Exercise passage
It has since emerged that the Batoka project — initially mulled about 50 years and jointly pursued by Zambia and Zimbabwe might not progress as fast as envisaged because of the inherent elaborate procedural steps needed for it to proceed to project development stage.
“It might not be as fast as we thought because we did not, as Zambia and Zimbabwe, have a detailed feasibility study that would establish the market,” observed Dr Gata.
It, therefore, means the most realistic project to make Zimbabwe not only energy self-sufficient, but a net exporter in the shortest possible period is the ongoing Hwange Power Station expansion. The project has immense benefits in terms of employment creation and skills transfer as well through interaction with various consultants and stakeholders.
At peak, the project will have 5 000 employees on site. Hundreds of young local project managers have already been roped in to assist in implementing what is probably the largest local engineering project.
They are essentially helping plug the skills deficit caused by the brain drain.
It is believed that there are officially 450 ex-ZESA staff working in Eskom alone, while in Australia, one provisional authority has 65 former ZESA engineers.
According to Dr Gata, it is highly likely that some of the engineers might be outsourced to assist in constructing the Mpanda Nkuwa hydroelectric dam project in neighbouring Mozambique. This is after the recent engagement he had with Mpanda Nkuwa Construction and Development Office director Mr Carlos Yum.
Construction of the US$4,2 billion dam, which will lie on the Zambezi River in the western province of Tete, will begin in 2024 and is designed to generate 1 500MW — more than twice the capacity of the Hwange expansion project — most of which will be sold to South Africa.Notwithstanding the benefits that are accruing to Zimbabwe, local companies are not benefitting as much as they did when the HPS’s Units 1 to 6 were constructed in 1983. Despite having about 47 percent of the EPC (engineering, procurement and construction) contracts back then, as steel was sourced from Ziscosteel and CAFCA supplied the transmission cables, local companies’ share in the present project is only 10 percent, translating to an estimated US$150 million since the works are valued at US$1,5 billion.
Engineer Chanakira said: “We also view it (the project) as an economic enabler in terms of economic development. We are looking at part of the materials and equipment coming from the local market . . . The scale is not as envisaged during the time of project development. So here we have 10 percent of the EPC (engineering, procurement and construction) contract.”
As the world tries to transition from coal-fired power stations to protect the environment, this has inadvertently affected some planned projects to increase ZESA’s power generating capacity.
The planned US$100 million Munyati Repowering Project that was being bankrolled by China to restore output to 100MW is now effectively dead in the water after Beijing recently cancelled the deal after President Xi Jinping announced on September 21 this year that China “will not build new coal-fired power projects abroad”.
While the announcement blindsided ZESA, the power utility is understood to be in negotiations with a South Korean firm to explore the possibility of using new waste-to-energy technology that could be best suited for Harare and Bulawayo thermal power stations.
The utility is also looking into the possibility of leveraging on a series of gorges on the Kafue-Zambezi catchment complex that could generate 14 500MW and be used as a “natural battery” capable of increasing the contribution of renewable energy sources into the local energy mix.
Such a project, however, will have to be pursued in conjuction with other regional utilities.
It might as well find ready financiers as banks switch to alternative green energy projects.
Overall, Dr Gata literally sees a bright future, as he is confident that if it all works according to plan, Zimbabwe might be exporting power by the end of next year.

Dataset entries
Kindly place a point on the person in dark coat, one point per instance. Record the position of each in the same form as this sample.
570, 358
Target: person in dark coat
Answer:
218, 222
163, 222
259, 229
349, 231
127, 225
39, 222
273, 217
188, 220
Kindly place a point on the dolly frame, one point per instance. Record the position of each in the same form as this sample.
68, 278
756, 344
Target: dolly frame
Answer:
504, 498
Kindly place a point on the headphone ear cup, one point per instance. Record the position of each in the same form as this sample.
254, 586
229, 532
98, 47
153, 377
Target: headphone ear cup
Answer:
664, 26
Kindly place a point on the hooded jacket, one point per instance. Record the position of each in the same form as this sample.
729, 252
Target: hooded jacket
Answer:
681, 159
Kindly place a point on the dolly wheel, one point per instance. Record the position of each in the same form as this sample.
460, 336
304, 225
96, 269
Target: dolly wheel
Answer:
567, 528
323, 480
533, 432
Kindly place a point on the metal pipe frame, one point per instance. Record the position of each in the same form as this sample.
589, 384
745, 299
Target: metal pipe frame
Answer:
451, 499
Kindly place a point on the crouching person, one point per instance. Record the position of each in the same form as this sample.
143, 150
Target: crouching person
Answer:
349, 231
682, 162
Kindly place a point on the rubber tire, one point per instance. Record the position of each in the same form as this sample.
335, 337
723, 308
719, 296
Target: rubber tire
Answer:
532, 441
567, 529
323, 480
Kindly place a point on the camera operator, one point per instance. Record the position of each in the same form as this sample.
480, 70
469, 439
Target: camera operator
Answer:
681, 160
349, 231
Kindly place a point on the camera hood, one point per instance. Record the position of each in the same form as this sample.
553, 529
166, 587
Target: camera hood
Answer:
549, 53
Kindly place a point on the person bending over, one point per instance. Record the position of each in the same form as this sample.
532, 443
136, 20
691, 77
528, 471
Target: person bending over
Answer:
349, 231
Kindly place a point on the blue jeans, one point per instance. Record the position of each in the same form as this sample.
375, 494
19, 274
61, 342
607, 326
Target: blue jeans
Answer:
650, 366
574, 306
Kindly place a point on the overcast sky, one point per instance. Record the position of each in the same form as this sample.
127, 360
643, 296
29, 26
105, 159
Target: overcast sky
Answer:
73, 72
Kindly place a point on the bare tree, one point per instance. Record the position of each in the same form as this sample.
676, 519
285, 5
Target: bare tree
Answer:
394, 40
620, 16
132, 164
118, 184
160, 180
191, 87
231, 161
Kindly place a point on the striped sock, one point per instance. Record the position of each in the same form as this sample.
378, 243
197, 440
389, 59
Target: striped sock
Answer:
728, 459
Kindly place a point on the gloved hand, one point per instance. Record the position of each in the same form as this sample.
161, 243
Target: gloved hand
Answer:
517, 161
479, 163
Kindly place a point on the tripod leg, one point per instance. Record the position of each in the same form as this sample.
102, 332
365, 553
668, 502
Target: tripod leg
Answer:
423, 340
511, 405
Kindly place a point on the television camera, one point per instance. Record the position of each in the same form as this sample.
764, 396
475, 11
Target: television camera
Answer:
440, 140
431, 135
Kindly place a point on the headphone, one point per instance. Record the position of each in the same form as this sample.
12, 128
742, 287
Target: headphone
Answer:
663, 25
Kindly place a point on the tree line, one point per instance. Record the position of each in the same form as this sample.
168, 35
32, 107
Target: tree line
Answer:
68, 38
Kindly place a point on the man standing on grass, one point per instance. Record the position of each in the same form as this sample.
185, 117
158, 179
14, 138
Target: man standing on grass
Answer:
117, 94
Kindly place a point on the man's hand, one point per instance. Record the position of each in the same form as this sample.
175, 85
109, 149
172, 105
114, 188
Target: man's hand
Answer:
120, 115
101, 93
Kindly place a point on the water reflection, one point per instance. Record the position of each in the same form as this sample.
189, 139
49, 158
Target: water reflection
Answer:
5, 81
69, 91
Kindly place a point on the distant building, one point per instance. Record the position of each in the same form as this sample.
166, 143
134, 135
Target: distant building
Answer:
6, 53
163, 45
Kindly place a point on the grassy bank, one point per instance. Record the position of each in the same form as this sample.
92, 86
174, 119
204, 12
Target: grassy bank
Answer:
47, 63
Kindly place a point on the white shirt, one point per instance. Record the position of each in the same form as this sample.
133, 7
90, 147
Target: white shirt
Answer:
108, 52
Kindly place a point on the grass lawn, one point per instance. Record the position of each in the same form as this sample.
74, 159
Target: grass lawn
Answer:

What you will do
a. In the passage on Zimbabwe's power projects, how many employees will the Hwange Power Station expansion have on site at its peak?
b. Quote the passage on Zimbabwe's power projects from "The planned US$100" to "thermal power stations.".

Task-by-task solutions
a. 5 000 employees

b.
The planned US$100 million Munyati Repowering Project that was being bankrolled by China to restore output to 100MW is now effectively dead in the water after Beijing recently cancelled the deal after President Xi Jinping announced on September 21 this year that China “will not build new coal-fired power projects abroad”.
While the announcement blindsided ZESA, the power utility is understood to be in negotiations with a South Korean firm to explore the possibility of using new waste-to-energy technology that could be best suited for Harare and Bulawayo thermal power stations.